### Exercise brief
Return every record exactly. Omit nothing.

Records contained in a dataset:

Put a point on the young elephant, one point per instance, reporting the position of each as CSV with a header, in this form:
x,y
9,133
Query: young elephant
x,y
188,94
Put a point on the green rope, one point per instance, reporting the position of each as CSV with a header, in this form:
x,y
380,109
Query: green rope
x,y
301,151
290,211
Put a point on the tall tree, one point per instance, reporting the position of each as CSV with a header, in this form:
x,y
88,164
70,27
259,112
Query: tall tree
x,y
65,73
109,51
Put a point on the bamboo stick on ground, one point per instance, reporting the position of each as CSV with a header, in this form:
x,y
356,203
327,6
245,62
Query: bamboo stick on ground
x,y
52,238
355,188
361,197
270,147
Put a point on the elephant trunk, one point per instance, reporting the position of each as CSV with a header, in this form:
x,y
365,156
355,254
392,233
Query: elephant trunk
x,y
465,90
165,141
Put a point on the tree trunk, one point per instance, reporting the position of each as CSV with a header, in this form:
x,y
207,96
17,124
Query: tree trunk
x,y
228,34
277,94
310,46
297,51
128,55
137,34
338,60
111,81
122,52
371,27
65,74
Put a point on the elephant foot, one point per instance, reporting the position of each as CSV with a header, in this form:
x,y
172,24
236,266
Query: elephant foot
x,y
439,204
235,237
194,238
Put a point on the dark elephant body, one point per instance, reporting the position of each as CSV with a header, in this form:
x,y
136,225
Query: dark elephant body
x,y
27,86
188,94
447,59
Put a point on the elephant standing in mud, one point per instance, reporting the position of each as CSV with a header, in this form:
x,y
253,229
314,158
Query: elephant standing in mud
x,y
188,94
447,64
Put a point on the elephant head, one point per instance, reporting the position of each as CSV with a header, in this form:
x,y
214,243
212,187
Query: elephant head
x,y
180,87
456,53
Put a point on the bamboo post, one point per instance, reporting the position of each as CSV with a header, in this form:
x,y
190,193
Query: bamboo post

### Solution for this task
Put a point on the young elephant, one point per instance, reporting the position of each as CSV with a header, in this form:
x,y
9,133
Query: young elephant
x,y
188,94
Put a point on the green rope, one point per instance, reporting the position of each as CSV with a header, in this form:
x,y
380,109
Query: green rope
x,y
301,151
290,211
Put a point on the tall tree, one point per instance, reporting the position of each as CSV with a header, in this form:
x,y
88,164
70,27
259,112
Query: tall tree
x,y
65,73
109,51
Put a point on the bamboo stick on ground, one point per instance, reporting the position of each as CSV with a header, in this form:
x,y
356,203
327,6
245,62
Query: bamboo stick on ground
x,y
52,238
355,188
361,197
270,147
Put a point on the elephant trunk, one point per instance, reporting the position of each as CSV with a header, in this form:
x,y
365,156
355,254
392,233
Query: elephant trunk
x,y
465,90
165,141
Put a point on the tree trunk, one point per instance, reporting the position of each as CSV with a header, in this form:
x,y
207,96
17,124
Query: tree trunk
x,y
228,34
277,94
310,46
297,51
128,55
137,34
338,60
111,81
122,52
371,27
65,74
Put a point on the elephant foot, one point per instance, reporting the position of each as CSV with a header, in this form:
x,y
172,24
236,266
Query: elephant foot
x,y
439,204
235,237
194,238
Put a point on the dark elephant body, one point per instance, reporting the position of each as CSV with a header, in this form:
x,y
136,225
Query: dark elephant body
x,y
27,86
188,94
447,59
Put a point on the elephant standing in mud, one point per instance, reporting the position of each as CSV with a header, in this form:
x,y
253,229
314,158
Query: elephant standing in mud
x,y
188,94
447,64
Put a point on the elephant head, one point per instance, reporting the position of each as CSV with a header, in this form:
x,y
214,243
212,187
Query: elephant head
x,y
180,87
456,53
Put a point on the bamboo post, one point per instance, reporting the position of each as CSV with a header, in this form:
x,y
190,193
Query: bamboo post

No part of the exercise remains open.